# EXCERPT TO READ
Three trends in embedded systems security

By Haydn Povey, CEO of Secure Thingz

There are many trends in embedded systems security right now, with the most powerful three being compliance or assurance, cloud connectivity, and securing the supply chain.

Firstly, after many years of debate, governments around the world are starting to implement cyber security regulations. This is primarily being focused right now on markets where customers are not as technically adept, and specifically in consumer electronics, where the European ETSI EN 303 645 has become the leading global standard. This itself is based of work done by the IoT Security Foundation, which was adopted into UK regulation a couple of years ago.

The EN 303 645 has been picked up around the world and forms the basis of the NISTIR 8259 guidance published in response to the US’s Cyber Security Improvement Act of 2020. There are many other regulations out there, such as the ISA 62443 guidance for Industrial IoT, but they all have a common theme around the need to implement security best practice. There are thirteen best practices outlined in the European regulation, with four core, or central demands:

• enforcing formal cryptographic identity and authentication publishing vulnerabilities
• ensuring updates and patching for an agreed period
• protecting keys and other private information inside the device with protection of provisioned data

Compliance and security assurance to evolving legislation is critical to every developer, across medical, industrial, transportation and consumer markets. To support this work, we have invested in the development of the Compliance Suite products, supporting key learning and implementation to achieve assurance with standards.

Compliance Suite leverages the 13 Best Practice assurance guidance from the IoT Security Foundation. Here we can link the very granular requirements of the assurance spreadsheet and connect this back to the practical steps required in development. For example, the need to secure private data, and provisioned information, as securely as possible, can be linked back to the utilization of Protection of Provisioned Data. Similarly, authentication practices can be linked back to the root of trust instantiation and secure boot manager, etc.

Secondly, another major trend is the accelerating transition from embedded system through to edge computing, where most devices are connected. Whilst this is not true for every system, the reality is more and more devices are moving to cloud connectivity, with 5G rapidly driving down latency issues. Obviously, the large cloud solutions providers are very able to manage their services, but their biggest issue is how to successfully onboard millions of devices at scale. If every device took 5 minutes to onboard it would still take over 8 hours to onboard 100 devices. This is unsustainable and unscalable in practice.

The solution to this is to ensure all edge compute devices are provisioned at production time, ensuring every device has its own unique cryptographic certificate, but introducing the root certificate, or intermediate, into the cloud solution. This approach is scalable to literally millions of devices and is now available as part of the development tools platforms, such as Embedded Trust. Read our latest announcements around this “Secure Thingz accelerates mass production and provisioning of secure IoT devices” and “IAR Systems and Secure Thingz announce secure development and volume production platform to accelerate Microsoft Azure IoT migration”.

Thirdly, a trend I mentioned earlier is creating a secure supply chain. Whilst many organizations are worried about malware injection, and this is indeed an issue, the biggest business risk today is IP theft and counterfeit devices entering the supply chain. The OECD maintain that counterfeit goods account for $500B of trade annually, with electronics and electrical systems representing a substantial proportion.

In order to protect IP and inhibit counterfeit goods it is critical that every device is born securely, with code protected all the way into the device, avoiding both theft and manipulation. This then requires tools which inherently enable the OEM to constrain and control code from the point of development through to production in the far corners of the world.

The ability to secure the supply chain, manage IP, and protect keys is critical in every connected system. To support this, we have been working very closely with major silicon MCU vendors to support a range of new features, including enhanced device authentication, leveraging secure enclaves, and supporting the physical unclonable functions being integrated into many devices.

# GIVEN INFORMATION
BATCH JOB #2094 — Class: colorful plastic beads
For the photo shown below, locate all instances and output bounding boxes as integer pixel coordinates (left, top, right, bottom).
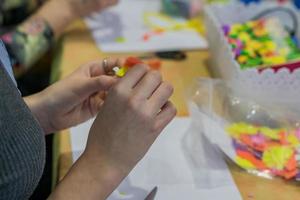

# YOUR OBJECTIVE
Answer each question using the article on embedded systems security.
1. Which European standard has become the leading global standard for consumer electronics?
2. What does the article name as the biggest issue for the large cloud solutions providers?
3. According to the OECD, how much trade do counterfeit goods account for annually?

# TASK SOLUTION
1. ETSI EN 303 645.
2. How to successfully onboard millions of devices at scale.
3. $500B.